JOB 1: In the patent description about solder joints in ball grid array modules, what is one example of a circuit card?
JOB 2: Extend the patent description about solder joints in ball grid array modules, picking up after its last sentence.

*** QUOTED TEXT ***

HK1031041B - An electrical structure and a manufacturing method thereof - Google Patents

Description

Electrical structure and method of making the same

Technical Field

The present invention relates to structures and related methods of manufacture that reduce thermal strain in solder joints associated with solder balls connecting a Ball Grid Array (BGA) module to a circuit card.

Background

Modern circuit board structures have a BGA module mounted on a circuit card. A BGA module includes a substrate having an upper surface and a lower surface, such as a dielectric material of ceramic or plastic. An array of solder balls is secured to a corresponding array of conductive pads on the lower surface of the BGA module while one or more chips are secured to the upper surface of the BGA module. The corresponding circuit card is a pre-wired board that includes a dielectric material and an array of conductive pads on the board. One example of a circuit card is the motherboard of a computer. The circuit card pads serve as attachment points for receiving one or more BGA modules. Thus, each solder ball on the BGA module mounted on the circuit board is fixed to a conductive pad on the BGA module itself, as well as to a conductive pad on the circuit card. These conductive pads are respectively attached to the dielectric substrate of the BGA module and the dielectric board of the circuit card. Thus, each solder ball is a structural element that is mechanically fixed to the dielectric material plate on each side of the solder ball.

*** RECORDED INFORMATION ***

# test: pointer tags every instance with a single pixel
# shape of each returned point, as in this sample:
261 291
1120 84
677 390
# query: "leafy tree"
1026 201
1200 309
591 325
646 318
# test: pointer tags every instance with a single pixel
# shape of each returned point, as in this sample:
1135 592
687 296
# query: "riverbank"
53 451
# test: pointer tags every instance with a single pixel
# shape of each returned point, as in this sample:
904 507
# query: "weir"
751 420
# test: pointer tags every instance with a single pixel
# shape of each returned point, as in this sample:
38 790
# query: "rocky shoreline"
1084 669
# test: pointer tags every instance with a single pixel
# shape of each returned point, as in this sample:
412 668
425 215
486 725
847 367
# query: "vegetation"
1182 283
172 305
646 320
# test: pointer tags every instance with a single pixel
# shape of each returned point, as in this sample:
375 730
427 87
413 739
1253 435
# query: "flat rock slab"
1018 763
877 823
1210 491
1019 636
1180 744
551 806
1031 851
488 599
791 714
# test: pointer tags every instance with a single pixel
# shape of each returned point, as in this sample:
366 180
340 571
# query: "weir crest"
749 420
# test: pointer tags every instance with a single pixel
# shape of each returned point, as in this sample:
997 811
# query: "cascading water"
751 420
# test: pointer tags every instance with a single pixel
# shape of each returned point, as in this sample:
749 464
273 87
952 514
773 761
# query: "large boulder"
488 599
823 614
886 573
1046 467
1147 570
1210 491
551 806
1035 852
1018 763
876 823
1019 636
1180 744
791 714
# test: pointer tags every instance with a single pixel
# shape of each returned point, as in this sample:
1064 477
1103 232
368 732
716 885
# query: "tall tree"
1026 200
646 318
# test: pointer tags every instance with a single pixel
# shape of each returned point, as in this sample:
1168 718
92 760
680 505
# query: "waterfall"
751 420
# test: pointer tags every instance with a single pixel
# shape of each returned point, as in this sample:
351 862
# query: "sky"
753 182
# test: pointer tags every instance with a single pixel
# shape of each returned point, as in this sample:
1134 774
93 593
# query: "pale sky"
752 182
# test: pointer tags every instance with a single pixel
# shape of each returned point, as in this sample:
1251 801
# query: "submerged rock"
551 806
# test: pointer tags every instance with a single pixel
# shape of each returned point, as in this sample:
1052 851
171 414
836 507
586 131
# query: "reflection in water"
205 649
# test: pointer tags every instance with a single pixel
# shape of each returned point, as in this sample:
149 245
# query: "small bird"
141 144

***

EXPECTED ANSWER 1: The motherboard of a computer.

EXPECTED ANSWER 2:
When the circuit card is heated or cooled, the solder balls are subjected to strain caused by the different rates of thermal expansion of the supporting dielectric structure. For example, circuit cards typically have a coefficient of thermal expansion of 14 to 22 ppm/deg.C (ppm represents parts per million), while the ceramic substrate of a BGA module has a smaller coefficient of thermal expansion of about 6 to 11 ppm/deg.C. If a plastic substrate material is used for the BGA module, the plastic substrate typically has an effective coefficient of thermal expansion of about 7 ppm/c at the location where the silicon chip constrains the expansion of the substrate. While the above materials and corresponding coefficients of thermal expansion represent the characteristics of BGA substrates and circuit cards, the materials are characterized by an inverse relationship in which the coefficient of thermal expansion of the BGA substrate is higher than the coefficient of thermal expansion of the circuit card to which the BGA module is attached.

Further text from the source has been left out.